Directions for this task
Treat the line containing "the flag on" as the first line and the final line of the material below as the last; reproduce that range exactly.

· · ·

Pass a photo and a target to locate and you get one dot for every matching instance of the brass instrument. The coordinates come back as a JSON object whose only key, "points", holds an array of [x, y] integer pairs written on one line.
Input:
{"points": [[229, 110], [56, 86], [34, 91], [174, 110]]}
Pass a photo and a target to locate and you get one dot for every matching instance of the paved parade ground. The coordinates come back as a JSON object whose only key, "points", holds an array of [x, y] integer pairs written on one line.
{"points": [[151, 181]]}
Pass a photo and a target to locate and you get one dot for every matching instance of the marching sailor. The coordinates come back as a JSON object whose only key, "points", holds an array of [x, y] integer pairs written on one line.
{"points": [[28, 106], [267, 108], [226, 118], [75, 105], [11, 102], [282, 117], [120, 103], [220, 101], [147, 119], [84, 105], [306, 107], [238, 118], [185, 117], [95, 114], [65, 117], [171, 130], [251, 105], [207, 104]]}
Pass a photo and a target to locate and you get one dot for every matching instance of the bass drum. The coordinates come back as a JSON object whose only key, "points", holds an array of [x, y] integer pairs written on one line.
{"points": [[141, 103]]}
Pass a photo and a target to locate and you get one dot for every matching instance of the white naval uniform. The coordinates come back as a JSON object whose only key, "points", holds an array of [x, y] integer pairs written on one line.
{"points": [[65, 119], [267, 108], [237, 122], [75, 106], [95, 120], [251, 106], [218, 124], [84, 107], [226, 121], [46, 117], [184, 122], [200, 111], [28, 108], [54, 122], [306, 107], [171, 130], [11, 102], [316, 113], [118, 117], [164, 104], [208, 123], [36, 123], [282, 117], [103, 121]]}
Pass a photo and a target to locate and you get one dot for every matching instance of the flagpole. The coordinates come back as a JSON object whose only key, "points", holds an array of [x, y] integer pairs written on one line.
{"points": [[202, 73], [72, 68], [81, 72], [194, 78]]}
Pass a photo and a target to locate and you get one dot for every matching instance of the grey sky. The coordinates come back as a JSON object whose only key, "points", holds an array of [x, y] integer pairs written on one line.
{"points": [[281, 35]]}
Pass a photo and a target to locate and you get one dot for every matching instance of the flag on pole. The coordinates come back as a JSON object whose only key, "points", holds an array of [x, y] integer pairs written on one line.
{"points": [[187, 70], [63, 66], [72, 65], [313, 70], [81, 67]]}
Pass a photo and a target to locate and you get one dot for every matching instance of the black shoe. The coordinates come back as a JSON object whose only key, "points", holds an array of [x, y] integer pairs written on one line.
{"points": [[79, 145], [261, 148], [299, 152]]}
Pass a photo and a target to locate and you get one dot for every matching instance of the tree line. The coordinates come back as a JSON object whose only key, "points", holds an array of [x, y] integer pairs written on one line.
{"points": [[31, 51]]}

· · ·

Solution to the problem
Pass a photo and a target to locate and you get one dot for every matching instance of the flag on pole. The coordinates come back as a JSON object whose only key, "points", holds an array of [x, y] integer pairs written on one line.
{"points": [[187, 70], [63, 66], [72, 65], [313, 70], [81, 67]]}
Pass a photo and a target to locate and you get one dot for every matching instance of the black shoe. The coordinates come back as a JSON object whose only key, "points", holds an array of [x, y] integer pairs written on one line.
{"points": [[79, 145], [261, 148], [299, 152]]}
Pass a photo and a target to locate and you get one dot for every matching instance of the tree line. The coordinates come back as a JSON object whose only key, "points", holds an array of [x, y] integer pairs written on one line.
{"points": [[31, 51]]}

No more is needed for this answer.